**Your objective:** Once the line containing "point(625, 426)" is found in the entries below, reproduce it and every line after it, stopping at and including the line containing "point(402, 116)"; reproduce nothing else, and keep each line exact.

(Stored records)

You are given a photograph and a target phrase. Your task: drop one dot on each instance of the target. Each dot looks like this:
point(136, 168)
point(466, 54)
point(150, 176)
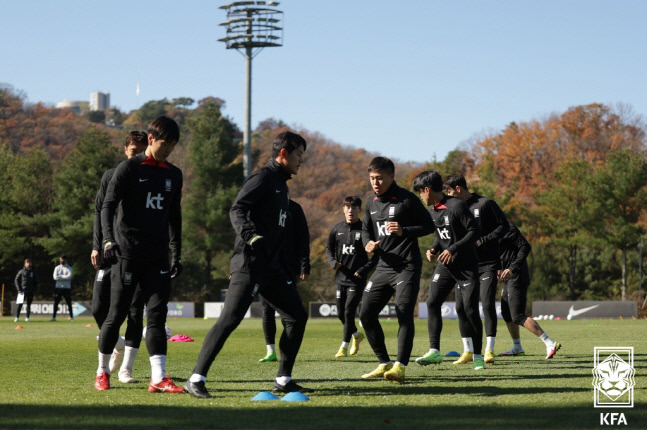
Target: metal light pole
point(251, 26)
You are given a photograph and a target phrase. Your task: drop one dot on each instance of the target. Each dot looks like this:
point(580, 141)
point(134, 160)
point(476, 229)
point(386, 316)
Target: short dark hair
point(165, 128)
point(381, 164)
point(428, 178)
point(455, 180)
point(137, 137)
point(288, 140)
point(353, 201)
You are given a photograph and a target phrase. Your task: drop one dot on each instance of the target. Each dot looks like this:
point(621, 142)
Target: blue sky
point(409, 79)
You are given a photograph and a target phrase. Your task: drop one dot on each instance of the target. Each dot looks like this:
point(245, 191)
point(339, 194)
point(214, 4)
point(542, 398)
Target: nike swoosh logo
point(573, 313)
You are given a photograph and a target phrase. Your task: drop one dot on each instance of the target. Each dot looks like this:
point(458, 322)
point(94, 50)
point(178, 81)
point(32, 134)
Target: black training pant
point(513, 301)
point(488, 285)
point(126, 277)
point(467, 305)
point(281, 293)
point(101, 305)
point(383, 283)
point(348, 298)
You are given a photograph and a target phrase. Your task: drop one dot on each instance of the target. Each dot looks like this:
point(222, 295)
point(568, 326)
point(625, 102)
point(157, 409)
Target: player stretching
point(394, 220)
point(346, 255)
point(493, 225)
point(259, 216)
point(456, 232)
point(148, 190)
point(127, 348)
point(516, 279)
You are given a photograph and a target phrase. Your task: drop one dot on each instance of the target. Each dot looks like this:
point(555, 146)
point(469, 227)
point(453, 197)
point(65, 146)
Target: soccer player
point(492, 224)
point(514, 249)
point(148, 189)
point(295, 256)
point(454, 247)
point(63, 286)
point(127, 348)
point(26, 283)
point(394, 220)
point(259, 216)
point(347, 256)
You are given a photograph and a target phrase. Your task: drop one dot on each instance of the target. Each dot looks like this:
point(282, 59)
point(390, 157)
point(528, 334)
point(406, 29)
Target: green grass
point(47, 374)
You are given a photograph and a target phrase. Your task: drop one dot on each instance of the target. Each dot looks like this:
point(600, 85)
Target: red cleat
point(166, 385)
point(102, 382)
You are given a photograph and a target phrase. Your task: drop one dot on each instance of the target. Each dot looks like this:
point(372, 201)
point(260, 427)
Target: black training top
point(456, 231)
point(514, 251)
point(396, 204)
point(261, 208)
point(150, 217)
point(295, 253)
point(493, 225)
point(345, 247)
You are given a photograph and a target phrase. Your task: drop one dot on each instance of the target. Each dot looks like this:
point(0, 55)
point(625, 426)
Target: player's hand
point(394, 227)
point(372, 246)
point(506, 275)
point(445, 257)
point(95, 258)
point(176, 269)
point(110, 252)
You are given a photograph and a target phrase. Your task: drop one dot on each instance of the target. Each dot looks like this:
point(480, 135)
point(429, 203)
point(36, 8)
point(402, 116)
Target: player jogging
point(148, 189)
point(127, 348)
point(456, 233)
point(516, 279)
point(394, 220)
point(347, 256)
point(259, 216)
point(493, 225)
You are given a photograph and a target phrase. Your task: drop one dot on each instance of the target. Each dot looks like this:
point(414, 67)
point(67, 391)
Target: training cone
point(265, 395)
point(295, 396)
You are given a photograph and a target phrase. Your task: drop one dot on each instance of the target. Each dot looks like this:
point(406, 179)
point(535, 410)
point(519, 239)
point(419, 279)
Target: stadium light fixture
point(251, 26)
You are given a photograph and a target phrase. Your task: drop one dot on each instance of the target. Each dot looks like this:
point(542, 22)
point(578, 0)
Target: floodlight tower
point(251, 26)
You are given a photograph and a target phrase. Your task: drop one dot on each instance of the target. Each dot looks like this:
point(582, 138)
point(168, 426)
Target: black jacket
point(456, 231)
point(150, 217)
point(345, 247)
point(492, 226)
point(396, 204)
point(261, 208)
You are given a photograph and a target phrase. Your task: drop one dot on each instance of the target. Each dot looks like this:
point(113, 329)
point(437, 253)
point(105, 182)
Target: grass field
point(47, 374)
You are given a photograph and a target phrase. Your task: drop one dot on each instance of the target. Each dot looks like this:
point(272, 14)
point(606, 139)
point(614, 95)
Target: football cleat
point(396, 373)
point(552, 350)
point(465, 358)
point(166, 385)
point(102, 382)
point(429, 358)
point(125, 377)
point(269, 357)
point(115, 360)
point(378, 372)
point(290, 387)
point(513, 353)
point(354, 343)
point(479, 364)
point(197, 389)
point(343, 352)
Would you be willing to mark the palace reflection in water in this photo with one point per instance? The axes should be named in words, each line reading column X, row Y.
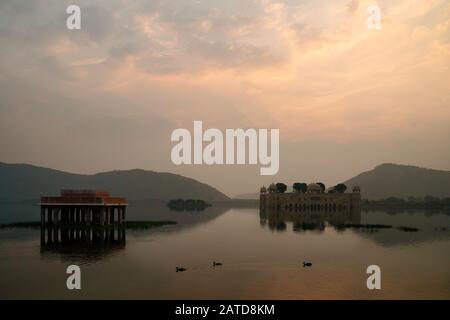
column 316, row 220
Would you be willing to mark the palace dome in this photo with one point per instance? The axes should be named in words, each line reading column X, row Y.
column 314, row 188
column 273, row 188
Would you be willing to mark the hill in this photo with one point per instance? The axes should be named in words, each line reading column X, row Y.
column 23, row 182
column 402, row 181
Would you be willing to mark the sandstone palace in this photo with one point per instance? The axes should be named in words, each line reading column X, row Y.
column 310, row 198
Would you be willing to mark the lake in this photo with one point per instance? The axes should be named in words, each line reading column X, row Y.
column 262, row 257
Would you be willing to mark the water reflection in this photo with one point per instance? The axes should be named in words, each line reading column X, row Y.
column 276, row 220
column 81, row 244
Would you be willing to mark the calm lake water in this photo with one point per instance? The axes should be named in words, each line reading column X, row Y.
column 261, row 256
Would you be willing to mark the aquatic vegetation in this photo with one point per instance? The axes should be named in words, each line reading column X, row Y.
column 407, row 229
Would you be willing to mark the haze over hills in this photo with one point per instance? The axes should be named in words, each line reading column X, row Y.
column 402, row 181
column 23, row 182
column 395, row 180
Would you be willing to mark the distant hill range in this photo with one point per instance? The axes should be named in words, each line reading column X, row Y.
column 395, row 180
column 401, row 181
column 26, row 182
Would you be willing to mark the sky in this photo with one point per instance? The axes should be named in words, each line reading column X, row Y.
column 345, row 98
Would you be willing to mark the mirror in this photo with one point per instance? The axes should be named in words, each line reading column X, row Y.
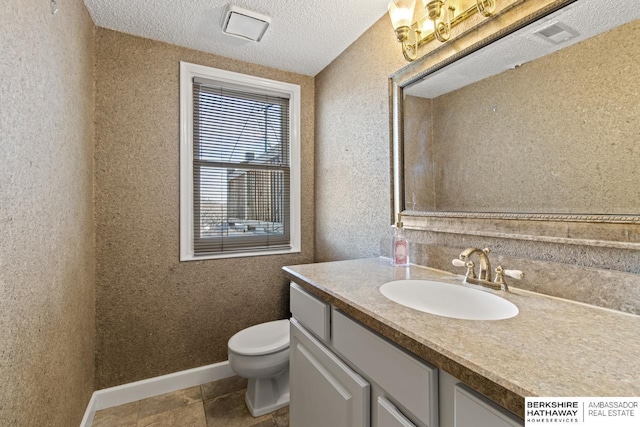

**Exercise output:**
point(625, 426)
Target: player's hand
point(394, 227)
point(372, 246)
point(506, 275)
point(445, 257)
point(95, 258)
point(176, 269)
point(110, 252)
You are given a photograph and a target phrase. Your task: drop one dot on each instance of the target. Each dot looks like this:
point(480, 135)
point(429, 203)
point(36, 8)
point(402, 116)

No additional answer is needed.